**Work instruction**
Could you transcribe all of the data exactly and skip any pictures?

Region pointing data
* * *

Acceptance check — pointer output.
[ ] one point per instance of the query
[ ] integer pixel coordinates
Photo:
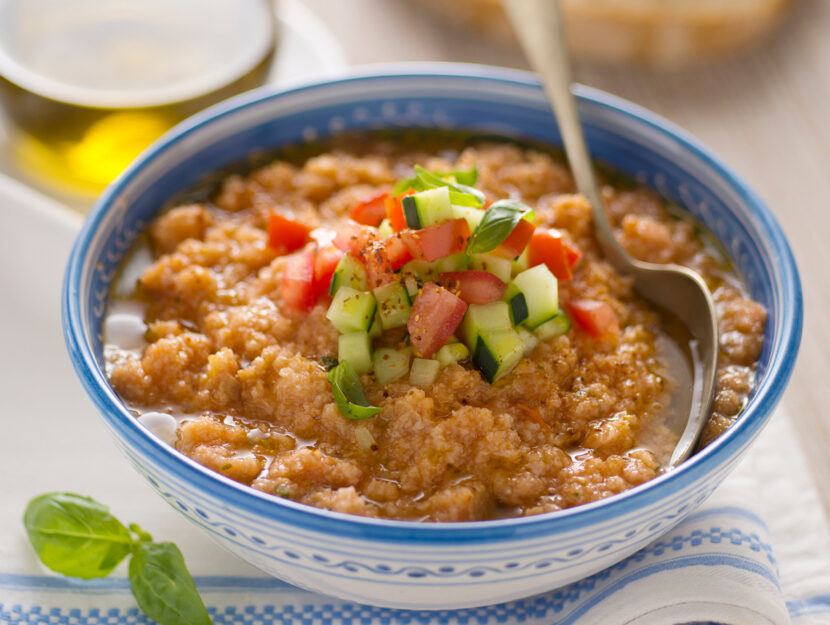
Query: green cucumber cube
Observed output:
(357, 349)
(393, 304)
(539, 289)
(385, 229)
(390, 364)
(427, 208)
(529, 339)
(423, 372)
(376, 329)
(499, 267)
(484, 317)
(557, 326)
(349, 272)
(351, 310)
(450, 353)
(497, 352)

* * *

**Result of the task**
Acceptance check — pointer output.
[ ] one point per instance of the query
[ ] integer pixel coordinates
Photo:
Query: green cucumber cube
Observed output:
(357, 349)
(393, 304)
(539, 289)
(385, 229)
(390, 364)
(427, 208)
(529, 339)
(423, 372)
(376, 329)
(499, 267)
(484, 317)
(557, 326)
(349, 272)
(351, 310)
(450, 353)
(497, 352)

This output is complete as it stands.